> [Written exercise] Repeat each record below exactly as given.

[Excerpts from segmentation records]
* * * * * * * * *

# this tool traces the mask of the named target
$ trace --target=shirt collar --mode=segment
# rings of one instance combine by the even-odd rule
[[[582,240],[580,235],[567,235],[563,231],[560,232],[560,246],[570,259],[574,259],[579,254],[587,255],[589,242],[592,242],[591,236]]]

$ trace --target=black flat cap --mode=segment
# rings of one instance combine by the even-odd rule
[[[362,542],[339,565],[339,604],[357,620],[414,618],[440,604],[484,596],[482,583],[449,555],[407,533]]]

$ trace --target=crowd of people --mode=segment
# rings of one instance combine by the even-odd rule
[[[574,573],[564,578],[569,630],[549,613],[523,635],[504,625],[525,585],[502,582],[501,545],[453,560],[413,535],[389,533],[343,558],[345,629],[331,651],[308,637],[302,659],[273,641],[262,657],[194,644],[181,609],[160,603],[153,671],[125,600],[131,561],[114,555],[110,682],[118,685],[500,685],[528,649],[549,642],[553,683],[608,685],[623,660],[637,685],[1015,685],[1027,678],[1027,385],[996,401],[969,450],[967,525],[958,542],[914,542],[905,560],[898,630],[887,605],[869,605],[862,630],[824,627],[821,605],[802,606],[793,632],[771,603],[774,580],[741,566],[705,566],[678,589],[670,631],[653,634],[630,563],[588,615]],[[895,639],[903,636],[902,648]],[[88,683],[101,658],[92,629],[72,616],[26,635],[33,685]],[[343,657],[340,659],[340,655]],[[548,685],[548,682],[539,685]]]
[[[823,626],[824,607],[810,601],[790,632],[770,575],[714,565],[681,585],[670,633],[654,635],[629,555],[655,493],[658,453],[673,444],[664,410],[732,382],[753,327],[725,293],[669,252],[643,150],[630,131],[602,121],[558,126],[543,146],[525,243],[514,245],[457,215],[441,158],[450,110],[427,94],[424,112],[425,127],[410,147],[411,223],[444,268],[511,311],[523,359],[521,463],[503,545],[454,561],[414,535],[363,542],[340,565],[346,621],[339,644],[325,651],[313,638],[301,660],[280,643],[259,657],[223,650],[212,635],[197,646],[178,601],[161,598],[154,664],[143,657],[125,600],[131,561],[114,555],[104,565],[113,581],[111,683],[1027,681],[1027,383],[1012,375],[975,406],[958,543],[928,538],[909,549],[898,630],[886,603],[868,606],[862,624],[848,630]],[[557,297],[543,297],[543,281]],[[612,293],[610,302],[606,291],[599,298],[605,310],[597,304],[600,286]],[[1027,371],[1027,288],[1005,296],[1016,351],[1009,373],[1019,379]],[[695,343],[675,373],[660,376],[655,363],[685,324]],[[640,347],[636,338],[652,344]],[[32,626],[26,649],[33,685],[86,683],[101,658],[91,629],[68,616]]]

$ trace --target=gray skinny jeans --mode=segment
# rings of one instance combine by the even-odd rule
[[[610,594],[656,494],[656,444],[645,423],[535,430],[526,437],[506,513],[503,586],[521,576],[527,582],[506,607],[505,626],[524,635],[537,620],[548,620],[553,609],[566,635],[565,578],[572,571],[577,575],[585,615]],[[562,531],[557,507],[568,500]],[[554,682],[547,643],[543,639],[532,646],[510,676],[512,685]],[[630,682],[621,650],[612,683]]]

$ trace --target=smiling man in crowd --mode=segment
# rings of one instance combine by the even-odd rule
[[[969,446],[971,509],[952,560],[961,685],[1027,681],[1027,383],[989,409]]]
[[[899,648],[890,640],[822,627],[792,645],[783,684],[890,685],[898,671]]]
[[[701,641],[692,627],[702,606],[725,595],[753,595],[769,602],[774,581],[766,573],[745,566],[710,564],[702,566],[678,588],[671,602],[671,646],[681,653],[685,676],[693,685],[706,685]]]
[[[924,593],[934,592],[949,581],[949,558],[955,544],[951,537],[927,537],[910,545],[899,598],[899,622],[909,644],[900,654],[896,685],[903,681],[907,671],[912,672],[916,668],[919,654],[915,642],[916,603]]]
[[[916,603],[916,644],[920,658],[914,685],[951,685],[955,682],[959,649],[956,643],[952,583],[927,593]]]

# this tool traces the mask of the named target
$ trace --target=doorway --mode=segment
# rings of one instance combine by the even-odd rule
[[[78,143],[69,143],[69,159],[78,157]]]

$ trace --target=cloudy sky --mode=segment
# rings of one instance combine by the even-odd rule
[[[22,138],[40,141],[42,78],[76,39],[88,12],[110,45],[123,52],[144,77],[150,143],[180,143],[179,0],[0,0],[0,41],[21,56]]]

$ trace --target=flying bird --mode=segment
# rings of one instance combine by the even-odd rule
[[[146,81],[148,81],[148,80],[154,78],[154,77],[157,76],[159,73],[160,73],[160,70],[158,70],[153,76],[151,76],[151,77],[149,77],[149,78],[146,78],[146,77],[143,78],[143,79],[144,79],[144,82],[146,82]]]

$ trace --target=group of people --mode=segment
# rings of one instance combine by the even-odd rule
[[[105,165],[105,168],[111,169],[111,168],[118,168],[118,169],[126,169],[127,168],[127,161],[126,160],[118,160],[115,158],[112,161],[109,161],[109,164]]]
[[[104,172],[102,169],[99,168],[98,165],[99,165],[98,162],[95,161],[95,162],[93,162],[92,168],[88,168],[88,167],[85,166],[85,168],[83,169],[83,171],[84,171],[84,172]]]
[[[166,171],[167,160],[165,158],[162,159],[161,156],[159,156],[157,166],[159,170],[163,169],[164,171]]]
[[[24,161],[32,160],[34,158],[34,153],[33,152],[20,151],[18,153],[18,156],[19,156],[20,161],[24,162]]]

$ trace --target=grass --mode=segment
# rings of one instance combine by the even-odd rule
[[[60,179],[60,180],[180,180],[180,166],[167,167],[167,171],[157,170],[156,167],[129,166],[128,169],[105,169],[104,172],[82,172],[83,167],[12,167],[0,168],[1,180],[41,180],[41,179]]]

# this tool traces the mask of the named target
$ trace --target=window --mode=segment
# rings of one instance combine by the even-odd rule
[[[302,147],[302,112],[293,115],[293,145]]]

* * * * * * * * *

> [Result for this task]
# this tool traces the mask of the named target
$ trace --target=shirt collar --mode=segment
# rings of one instance combine by the even-odd rule
[[[582,240],[580,235],[567,235],[563,231],[560,232],[560,246],[570,259],[574,259],[579,254],[587,255],[589,242],[592,242],[591,236]]]

$ trace --target=black flat cap --mode=segment
# rings of one instance combine by the even-odd rule
[[[362,542],[339,565],[339,604],[357,620],[414,618],[440,604],[484,596],[482,583],[449,555],[407,533]]]

$ trace --target=crowd of people --mode=segment
# rings of one instance combine by the even-odd rule
[[[574,573],[564,578],[569,630],[549,613],[523,635],[504,625],[525,585],[502,582],[501,545],[453,560],[413,535],[389,533],[343,558],[345,629],[331,651],[308,637],[302,659],[273,641],[262,657],[194,644],[181,609],[160,603],[153,671],[125,600],[131,561],[114,555],[110,682],[118,685],[500,685],[528,649],[549,642],[553,683],[608,685],[623,660],[637,685],[1015,685],[1027,678],[1027,385],[996,401],[969,450],[967,525],[958,542],[914,542],[905,560],[898,630],[887,605],[869,605],[862,630],[824,627],[821,605],[802,606],[793,632],[771,603],[774,580],[741,566],[705,566],[678,589],[670,631],[653,634],[630,563],[588,615]],[[895,639],[903,636],[902,648]],[[88,683],[101,658],[92,629],[72,616],[26,635],[33,685]],[[343,657],[340,659],[340,655]],[[548,685],[548,682],[539,685]]]
[[[823,626],[824,607],[810,601],[790,632],[770,575],[714,565],[681,585],[670,633],[654,635],[629,555],[655,493],[658,453],[673,444],[664,410],[732,382],[753,327],[725,293],[669,252],[643,150],[630,131],[602,121],[558,126],[543,146],[525,243],[514,245],[457,215],[441,158],[450,110],[427,94],[424,112],[425,127],[410,147],[411,223],[444,268],[511,311],[523,359],[521,463],[503,545],[454,561],[414,535],[363,542],[340,565],[346,621],[339,644],[325,651],[313,638],[301,660],[280,643],[259,657],[223,650],[212,635],[197,646],[178,601],[161,598],[154,664],[143,657],[125,600],[131,561],[114,555],[104,565],[113,581],[111,683],[1027,681],[1027,383],[1012,375],[975,406],[958,543],[928,538],[909,549],[898,630],[886,603],[868,606],[862,624],[848,630]],[[557,297],[543,297],[543,281]],[[612,293],[610,302],[606,291],[599,298],[605,310],[597,304],[600,286]],[[1027,371],[1027,288],[1005,296],[1016,351],[1009,373],[1019,379]],[[695,343],[675,373],[660,376],[655,363],[685,324]],[[640,347],[636,338],[652,344]],[[32,626],[26,649],[33,685],[86,683],[101,658],[91,629],[68,616]]]

$ trace --target=gray skinny jeans --mode=segment
# rings of one instance combine by the even-odd rule
[[[610,594],[656,494],[656,444],[645,423],[535,430],[526,437],[506,513],[503,586],[521,576],[527,582],[506,607],[505,626],[524,635],[537,620],[548,620],[553,609],[566,635],[565,578],[572,571],[577,575],[585,615]],[[562,531],[557,507],[568,500]],[[554,682],[547,643],[543,639],[532,646],[510,676],[512,685]],[[630,682],[621,650],[612,683]]]

$ trace --target=smiling man in crowd --mode=segment
# rings of one instance combine by the even-odd rule
[[[969,446],[971,509],[952,560],[961,685],[1027,681],[1027,383],[989,409]]]
[[[899,648],[890,640],[822,627],[792,645],[783,684],[890,685],[898,671]]]
[[[701,641],[692,627],[702,606],[725,595],[753,595],[769,602],[774,581],[766,573],[745,566],[710,564],[702,566],[678,588],[671,602],[671,646],[681,653],[685,676],[693,685],[706,685]]]
[[[924,593],[934,592],[949,581],[949,558],[955,544],[951,537],[927,537],[910,545],[899,598],[899,622],[909,644],[900,654],[896,685],[903,681],[907,671],[912,672],[916,668],[919,654],[915,642],[916,603]]]
[[[916,603],[916,644],[920,658],[914,685],[951,685],[955,682],[959,649],[956,643],[952,583],[927,593]]]

# this tool traces the mask of the named target
$ trace --target=doorway --mode=segment
# rings of one instance combine by the even-odd rule
[[[78,143],[69,143],[69,159],[78,157]]]

$ trace --target=cloudy sky --mode=segment
# rings of one instance combine by the even-odd rule
[[[22,138],[40,141],[42,78],[76,39],[88,12],[110,45],[123,52],[144,77],[150,143],[180,143],[179,0],[0,0],[0,41],[21,56]]]

$ trace --target=flying bird --mode=segment
# rings of one instance combine by the even-odd rule
[[[146,81],[148,81],[148,80],[154,78],[154,77],[157,76],[159,73],[160,73],[160,70],[158,70],[153,76],[151,76],[151,77],[149,77],[149,78],[146,78],[146,77],[143,78],[143,79],[144,79],[144,82],[146,82]]]

$ trace --target=group of people --mode=segment
# rings of one instance combine by the even-odd rule
[[[105,165],[105,168],[111,169],[111,168],[118,168],[118,169],[126,169],[127,168],[127,161],[126,160],[118,160],[115,158],[112,161],[109,161],[109,164]]]
[[[104,172],[102,169],[99,168],[98,165],[99,165],[98,162],[95,161],[95,162],[93,162],[92,168],[88,168],[88,167],[85,166],[85,168],[83,169],[83,171],[84,171],[84,172]]]
[[[166,171],[167,160],[165,158],[162,159],[161,156],[159,156],[157,166],[159,170],[163,169],[164,171]]]
[[[24,161],[32,160],[34,158],[34,153],[33,152],[20,151],[18,153],[18,156],[19,156],[20,161],[24,162]]]

$ trace --target=grass --mode=segment
# rings of one instance combine by the even-odd rule
[[[60,179],[60,180],[180,180],[180,166],[167,167],[167,171],[157,170],[156,167],[129,166],[128,169],[105,169],[104,172],[82,172],[83,167],[12,167],[0,168],[1,180],[41,180],[41,179]]]

# this tool traces the mask of the named target
$ trace --target=window --mode=segment
# rings of one instance combine by the even-odd rule
[[[302,147],[302,112],[293,115],[293,145]]]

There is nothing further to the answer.